▶

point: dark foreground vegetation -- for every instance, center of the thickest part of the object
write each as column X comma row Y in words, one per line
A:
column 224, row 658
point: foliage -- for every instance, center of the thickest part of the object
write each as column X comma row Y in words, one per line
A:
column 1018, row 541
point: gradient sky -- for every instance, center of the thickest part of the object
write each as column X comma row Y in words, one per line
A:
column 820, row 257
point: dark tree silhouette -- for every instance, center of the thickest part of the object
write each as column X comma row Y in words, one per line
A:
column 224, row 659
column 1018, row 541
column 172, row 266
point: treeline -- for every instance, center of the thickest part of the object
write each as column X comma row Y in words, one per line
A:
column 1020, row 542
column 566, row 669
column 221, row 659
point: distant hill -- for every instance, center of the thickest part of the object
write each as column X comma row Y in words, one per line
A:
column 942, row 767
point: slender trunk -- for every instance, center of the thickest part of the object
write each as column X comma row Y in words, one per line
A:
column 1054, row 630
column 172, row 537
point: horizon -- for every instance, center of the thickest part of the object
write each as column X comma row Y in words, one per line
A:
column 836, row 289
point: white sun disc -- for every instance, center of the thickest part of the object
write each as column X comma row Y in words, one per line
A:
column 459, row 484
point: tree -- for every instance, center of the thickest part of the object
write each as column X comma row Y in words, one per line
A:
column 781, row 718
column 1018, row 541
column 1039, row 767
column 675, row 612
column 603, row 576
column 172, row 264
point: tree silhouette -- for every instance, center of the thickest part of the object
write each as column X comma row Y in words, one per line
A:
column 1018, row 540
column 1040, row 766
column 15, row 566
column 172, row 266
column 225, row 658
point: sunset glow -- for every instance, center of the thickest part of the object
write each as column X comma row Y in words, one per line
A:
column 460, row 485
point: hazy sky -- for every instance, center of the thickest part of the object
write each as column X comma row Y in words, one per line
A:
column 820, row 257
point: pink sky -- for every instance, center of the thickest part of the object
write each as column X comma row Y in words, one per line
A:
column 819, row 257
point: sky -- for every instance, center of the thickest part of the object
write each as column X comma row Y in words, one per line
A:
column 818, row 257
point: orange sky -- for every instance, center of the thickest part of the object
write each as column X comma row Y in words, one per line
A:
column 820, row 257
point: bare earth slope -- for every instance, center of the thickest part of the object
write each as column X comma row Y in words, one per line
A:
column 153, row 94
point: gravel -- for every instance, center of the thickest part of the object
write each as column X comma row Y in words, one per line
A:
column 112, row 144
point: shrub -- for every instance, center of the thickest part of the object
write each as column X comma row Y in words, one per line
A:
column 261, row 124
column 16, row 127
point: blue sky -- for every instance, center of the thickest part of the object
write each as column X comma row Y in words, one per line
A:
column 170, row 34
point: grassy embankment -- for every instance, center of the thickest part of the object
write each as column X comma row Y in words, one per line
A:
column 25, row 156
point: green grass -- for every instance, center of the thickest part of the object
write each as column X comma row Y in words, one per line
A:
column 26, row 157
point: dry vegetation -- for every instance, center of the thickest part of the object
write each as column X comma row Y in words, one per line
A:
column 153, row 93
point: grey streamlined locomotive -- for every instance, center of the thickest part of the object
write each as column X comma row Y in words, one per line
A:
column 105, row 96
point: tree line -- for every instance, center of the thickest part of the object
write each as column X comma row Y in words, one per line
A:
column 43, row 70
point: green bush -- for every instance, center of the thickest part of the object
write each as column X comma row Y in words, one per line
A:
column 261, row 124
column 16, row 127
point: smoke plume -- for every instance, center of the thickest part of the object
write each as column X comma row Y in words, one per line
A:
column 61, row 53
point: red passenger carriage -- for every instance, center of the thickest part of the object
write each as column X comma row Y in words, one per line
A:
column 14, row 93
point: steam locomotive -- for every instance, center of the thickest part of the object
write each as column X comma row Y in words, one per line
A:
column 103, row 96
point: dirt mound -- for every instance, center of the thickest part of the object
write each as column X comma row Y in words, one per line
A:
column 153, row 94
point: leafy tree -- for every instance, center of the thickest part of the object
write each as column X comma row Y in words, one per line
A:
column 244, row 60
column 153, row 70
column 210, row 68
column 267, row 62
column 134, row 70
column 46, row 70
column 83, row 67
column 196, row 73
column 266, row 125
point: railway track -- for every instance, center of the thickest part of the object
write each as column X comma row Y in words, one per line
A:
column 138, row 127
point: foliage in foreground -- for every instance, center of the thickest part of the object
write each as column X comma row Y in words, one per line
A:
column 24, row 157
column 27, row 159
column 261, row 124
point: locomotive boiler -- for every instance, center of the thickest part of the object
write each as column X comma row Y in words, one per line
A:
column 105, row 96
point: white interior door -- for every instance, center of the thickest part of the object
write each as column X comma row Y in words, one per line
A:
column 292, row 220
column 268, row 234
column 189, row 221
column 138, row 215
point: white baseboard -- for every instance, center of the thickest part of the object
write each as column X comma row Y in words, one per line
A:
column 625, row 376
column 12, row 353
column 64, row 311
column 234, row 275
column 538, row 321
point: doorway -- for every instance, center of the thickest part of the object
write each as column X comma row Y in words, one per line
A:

◀

### YOUR ASSIGNMENT
Check each line in the records above for the word "silhouette". Return those that have it.

### THE ANSWER
point: dark tree silhouette -- for every instance, center of the thickest part of the object
point: tree silhouette -- for every instance, center of the thickest part of the object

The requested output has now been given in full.